**STUDY TEXT**.
===

Nanosecond pulsed electric field (nsPEF) is a new modality for neuromodulation, with unique capabilities
qualitatively different from the conventional electrostimulation. The potential benefits of nsPEF include but are
not limited to prolonged stimulation with little or no electrochemical side effects; excitation at lower thresholds;
selectivity based on cell charging time constant; the capability of choosing between stimulation, inhibition, and
ablation; and achieving these effects non-invasively, either for outpatient deep brain stimulation or for tumor
ablation.
The primary effect of nsPEF is a rapid build-up of cell membrane potential (MP). Real-time measurements
of MP kinetics are a key to predicting the outcomes of nsPEF stimulation. They are also a key to understanding
bipolar cancellation, a unique feature that enables interference targeting of nsPEF for non-invasive
neuromodulation. However, membrane charging by nsPEF occurs on a nanosecond time scale, much faster
than could be resolved by the existing electrophysiological and imaging methods.

===

**LISTED RECORDS**.
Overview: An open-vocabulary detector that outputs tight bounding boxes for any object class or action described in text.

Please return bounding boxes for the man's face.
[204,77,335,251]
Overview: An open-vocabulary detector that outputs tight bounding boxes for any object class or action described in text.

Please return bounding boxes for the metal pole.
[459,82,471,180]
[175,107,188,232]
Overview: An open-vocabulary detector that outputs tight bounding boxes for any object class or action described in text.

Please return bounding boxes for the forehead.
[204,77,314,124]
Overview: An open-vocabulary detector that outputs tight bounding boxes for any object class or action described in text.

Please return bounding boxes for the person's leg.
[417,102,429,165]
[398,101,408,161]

===

**THINGS TO DO**.
a - In the nsPEF text, what is the primary effect of nsPEF?
b - Extract from the nsPEF text everything from "The primary effect" down to "and imaging methods.", copied character for character.

**OUTPUTS FOR THE TASKS**.
a - A rapid build-up of cell membrane potential (MP).

b -
The primary effect of nsPEF is a rapid build-up of cell membrane potential (MP). Real-time measurements
of MP kinetics are a key to predicting the outcomes of nsPEF stimulation. They are also a key to understanding
bipolar cancellation, a unique feature that enables interference targeting of nsPEF for non-invasive
neuromodulation. However, membrane charging by nsPEF occurs on a nanosecond time scale, much faster
than could be resolved by the existing electrophysiological and imaging methods.